REQUIRED WORK: Rewrite the listing below, replacing every "drop one pin" with "place one marker" and leaving everything else unchanged.

+++ DATA IN THIS EXERCISE +++

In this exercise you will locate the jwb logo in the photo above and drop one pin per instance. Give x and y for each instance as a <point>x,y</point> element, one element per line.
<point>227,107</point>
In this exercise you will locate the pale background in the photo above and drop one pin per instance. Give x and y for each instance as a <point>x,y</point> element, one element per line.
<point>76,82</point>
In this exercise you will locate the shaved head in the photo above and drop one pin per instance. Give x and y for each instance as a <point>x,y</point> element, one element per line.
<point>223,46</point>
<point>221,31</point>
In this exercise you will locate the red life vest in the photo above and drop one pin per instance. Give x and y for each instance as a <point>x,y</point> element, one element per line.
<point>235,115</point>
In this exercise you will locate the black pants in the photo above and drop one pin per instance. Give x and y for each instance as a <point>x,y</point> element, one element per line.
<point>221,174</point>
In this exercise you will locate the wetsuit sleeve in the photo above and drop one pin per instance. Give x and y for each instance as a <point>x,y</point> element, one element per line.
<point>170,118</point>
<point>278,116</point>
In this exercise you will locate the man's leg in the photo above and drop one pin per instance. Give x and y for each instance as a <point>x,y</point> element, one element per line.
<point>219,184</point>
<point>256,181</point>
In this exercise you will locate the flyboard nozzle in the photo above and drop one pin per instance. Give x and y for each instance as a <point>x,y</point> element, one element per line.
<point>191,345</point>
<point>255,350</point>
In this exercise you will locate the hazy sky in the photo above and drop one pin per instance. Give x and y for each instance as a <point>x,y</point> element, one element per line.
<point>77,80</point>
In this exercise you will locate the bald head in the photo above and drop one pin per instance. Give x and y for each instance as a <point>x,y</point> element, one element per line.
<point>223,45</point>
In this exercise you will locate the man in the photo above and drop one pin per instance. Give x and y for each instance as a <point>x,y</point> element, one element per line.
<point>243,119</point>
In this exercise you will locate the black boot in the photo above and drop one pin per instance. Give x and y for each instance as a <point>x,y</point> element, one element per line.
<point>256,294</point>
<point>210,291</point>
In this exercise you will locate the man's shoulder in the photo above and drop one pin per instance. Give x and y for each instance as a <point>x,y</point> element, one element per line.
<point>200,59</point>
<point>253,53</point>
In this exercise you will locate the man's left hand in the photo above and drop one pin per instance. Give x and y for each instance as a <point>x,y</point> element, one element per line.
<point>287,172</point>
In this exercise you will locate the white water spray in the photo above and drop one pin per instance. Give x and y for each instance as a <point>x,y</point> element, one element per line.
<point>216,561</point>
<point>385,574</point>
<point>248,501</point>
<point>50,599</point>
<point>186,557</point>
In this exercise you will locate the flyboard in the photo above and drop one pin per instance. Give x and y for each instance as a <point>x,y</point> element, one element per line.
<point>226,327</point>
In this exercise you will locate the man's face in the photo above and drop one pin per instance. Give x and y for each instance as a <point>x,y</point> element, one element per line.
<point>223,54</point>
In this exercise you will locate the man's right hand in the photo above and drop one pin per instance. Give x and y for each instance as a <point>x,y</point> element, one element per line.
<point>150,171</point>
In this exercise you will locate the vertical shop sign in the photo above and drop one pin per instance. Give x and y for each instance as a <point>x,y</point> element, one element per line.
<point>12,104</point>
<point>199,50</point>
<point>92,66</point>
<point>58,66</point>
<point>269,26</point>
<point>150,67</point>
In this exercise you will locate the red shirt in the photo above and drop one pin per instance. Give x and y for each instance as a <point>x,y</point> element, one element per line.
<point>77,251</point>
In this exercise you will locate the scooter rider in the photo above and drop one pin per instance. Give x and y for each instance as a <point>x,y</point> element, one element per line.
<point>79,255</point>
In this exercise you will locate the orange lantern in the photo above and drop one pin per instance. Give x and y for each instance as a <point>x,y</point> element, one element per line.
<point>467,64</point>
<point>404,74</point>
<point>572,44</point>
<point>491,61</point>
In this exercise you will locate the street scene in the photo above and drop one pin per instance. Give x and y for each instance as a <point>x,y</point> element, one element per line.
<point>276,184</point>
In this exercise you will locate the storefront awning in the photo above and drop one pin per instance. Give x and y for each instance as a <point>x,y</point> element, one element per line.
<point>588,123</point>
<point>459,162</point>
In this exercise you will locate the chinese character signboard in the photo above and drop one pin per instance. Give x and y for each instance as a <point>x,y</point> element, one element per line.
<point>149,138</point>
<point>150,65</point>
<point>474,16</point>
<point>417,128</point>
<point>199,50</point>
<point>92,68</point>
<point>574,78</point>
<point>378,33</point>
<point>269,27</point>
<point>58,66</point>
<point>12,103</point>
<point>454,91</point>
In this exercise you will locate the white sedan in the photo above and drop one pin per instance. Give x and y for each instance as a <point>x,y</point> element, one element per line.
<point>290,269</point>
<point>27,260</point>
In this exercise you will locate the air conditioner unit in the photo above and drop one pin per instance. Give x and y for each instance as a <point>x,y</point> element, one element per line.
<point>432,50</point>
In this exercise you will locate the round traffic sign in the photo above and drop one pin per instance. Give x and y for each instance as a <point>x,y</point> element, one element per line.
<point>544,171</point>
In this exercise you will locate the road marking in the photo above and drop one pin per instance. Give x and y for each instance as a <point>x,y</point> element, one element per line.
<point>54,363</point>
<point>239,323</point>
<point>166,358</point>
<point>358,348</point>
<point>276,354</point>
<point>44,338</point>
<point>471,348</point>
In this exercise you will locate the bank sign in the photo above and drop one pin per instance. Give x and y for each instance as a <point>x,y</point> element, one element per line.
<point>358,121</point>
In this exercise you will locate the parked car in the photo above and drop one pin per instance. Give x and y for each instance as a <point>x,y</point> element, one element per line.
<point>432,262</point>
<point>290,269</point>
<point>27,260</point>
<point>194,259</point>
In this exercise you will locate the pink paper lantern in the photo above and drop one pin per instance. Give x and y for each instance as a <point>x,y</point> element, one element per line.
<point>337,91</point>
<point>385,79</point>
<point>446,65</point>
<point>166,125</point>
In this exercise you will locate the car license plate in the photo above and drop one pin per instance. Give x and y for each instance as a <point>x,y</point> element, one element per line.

+++

COMPLETE OUTPUT:
In this exercise you will locate the jwb logo in the photo above and place one marker per instance. Give x and y for each instance as a <point>x,y</point> element, one element per line.
<point>227,107</point>
In this exercise you will locate the pale background in the photo above and place one marker per instance. Give x and y for each instance as a <point>x,y</point> element, one element per line.
<point>76,82</point>
In this exercise you will locate the shaved head in the photo above and place one marker per instance. Give x and y for each instance as a <point>x,y</point> element, one element per line.
<point>223,46</point>
<point>221,31</point>
In this exercise you will locate the red life vest in the photo above and place one marker per instance. Give x and y for each instance as a <point>x,y</point> element, one element per line.
<point>235,115</point>
In this exercise you will locate the black pants in the photo above and place one marker per instance. Give x and y for each instance as a <point>x,y</point> element, one element per line.
<point>221,174</point>
In this exercise you will locate the wetsuit sleeve in the photo above and place one marker per instance. Give x and y for each instance as a <point>x,y</point> element, one element per line.
<point>170,118</point>
<point>278,116</point>
In this exercise you will locate the man's leg in the photo above and place one marker per instance. Give x and y for each instance as a <point>x,y</point> element, one element per line.
<point>219,184</point>
<point>256,181</point>
In this exercise you will locate the flyboard nozzle in the photo above and place one marker per instance. Give x and y for each instance as a <point>x,y</point> element, one element per line.
<point>191,345</point>
<point>255,350</point>
In this exercise you will locate the hazy sky in the photo above and place one marker per instance. Give x and y for each instance as a <point>x,y</point> element, one element per line.
<point>77,80</point>
In this exercise you will locate the bald head in the photo above and place one marker per instance. Give x and y for each instance as a <point>x,y</point> element, one element per line.
<point>223,45</point>
In this exercise you will locate the man in the photo above and place one marker per instance. Give x and y for each instance as a <point>x,y</point> element, one element per line.
<point>243,119</point>
In this exercise you will locate the black boot in the photo above and place one marker per instance. Give x and y for each instance as a <point>x,y</point> element, one element per line.
<point>256,294</point>
<point>210,291</point>
In this exercise you will locate the man's shoulder in the photo above and place one marker per instance. Give x and y for each instance as a <point>x,y</point> element, one element per line.
<point>200,59</point>
<point>253,53</point>
In this exercise you will locate the man's left hand in the photo above and place one marker per instance. Give x and y for each instance as a <point>x,y</point> element, one element per line.
<point>287,172</point>
In this exercise you will locate the white water spray in the photo above and place one marker per instance. Give x and y for each instance as a <point>x,y</point> element, one element per line.
<point>216,561</point>
<point>385,574</point>
<point>248,501</point>
<point>50,599</point>
<point>186,557</point>
In this exercise you will locate the flyboard in the photo above and place one marker per instance. Give x and y for each instance as a <point>x,y</point> element, one element per line.
<point>226,327</point>
In this exercise you will locate the man's face in the photo above and place one marker per instance. Give x and y for each instance as a <point>x,y</point> element, one element per line.
<point>223,54</point>
In this exercise you will locate the man's right hand in the photo above and place one marker per instance. Give x and y for each instance as a <point>x,y</point> element, one element per line.
<point>150,171</point>
In this exercise you will locate the vertical shop sign in the photo above and place one marker per instance. Give x and y for each instance as a <point>x,y</point> element, one element per line.
<point>12,104</point>
<point>199,50</point>
<point>92,66</point>
<point>58,66</point>
<point>269,26</point>
<point>150,67</point>
In this exercise you will locate the red shirt in the photo above and place one marker per instance. Give x and y for each instance as a <point>x,y</point> element, one element per line.
<point>77,251</point>
In this exercise you will locate the scooter rider in the photo above and place one marker per instance. Give x and y for each instance as a <point>x,y</point> element, one element per line.
<point>79,255</point>
In this exercise you will locate the orange lantern in the photo above and place one marker per instance. Give x and y for each instance as a <point>x,y</point> element, one element per line.
<point>467,64</point>
<point>404,74</point>
<point>572,44</point>
<point>491,61</point>
In this exercise you will locate the street scene in the photo above and place one marker per instance. Give x and y for each instance as a <point>x,y</point> element, one element per line.
<point>276,184</point>
In this exercise you will locate the storefront awning in the photo above and place one marker per instance. Give x and y for each instance as a <point>x,y</point> element, one element per line.
<point>588,123</point>
<point>459,162</point>
In this exercise you will locate the chinese character signboard in the photo above and place one marker per instance. Give x and y for each instance as a <point>x,y</point> element, one element per line.
<point>149,138</point>
<point>150,65</point>
<point>474,16</point>
<point>417,128</point>
<point>199,50</point>
<point>92,68</point>
<point>574,78</point>
<point>378,33</point>
<point>269,27</point>
<point>58,66</point>
<point>12,103</point>
<point>454,91</point>
In this exercise you will locate the white sedan in the photo above and place one marker per instance. Give x and y for each instance as a <point>x,y</point> element, one element per line.
<point>290,269</point>
<point>27,260</point>
In this exercise you will locate the air conditioner unit in the photo above and place one marker per instance. Give x and y for each instance as a <point>x,y</point> element, one element per line.
<point>432,50</point>
In this exercise you will locate the round traffic sign in the photo above and place one marker per instance. Give x and y for each instance as a <point>x,y</point> element, one element per line.
<point>544,171</point>
In this exercise you will locate the road marking in the photo above and place one marker per instance. Give x and y for each instance as a <point>x,y</point> element, one element per line.
<point>54,363</point>
<point>239,323</point>
<point>166,358</point>
<point>358,348</point>
<point>276,354</point>
<point>44,338</point>
<point>471,348</point>
In this exercise you will locate the bank sign in the photo above and place one marker per instance. Give x and y for each instance as a <point>x,y</point> element, one element per line.
<point>358,121</point>
In this exercise you will locate the parked car in the photo above and place one marker per instance. Give x and y for each instance as a <point>x,y</point> element, one element per line.
<point>432,262</point>
<point>290,269</point>
<point>27,260</point>
<point>194,259</point>
In this exercise you will locate the pink paper lantern in the photo above and place one marker per instance. Give x and y for each instance as a <point>x,y</point> element, one element per line.
<point>337,91</point>
<point>385,79</point>
<point>446,65</point>
<point>166,125</point>
In this exercise you will locate the car license plate in the photo above and place one marker per instance. Give x and y for each instance as a <point>x,y</point> element, one element per line.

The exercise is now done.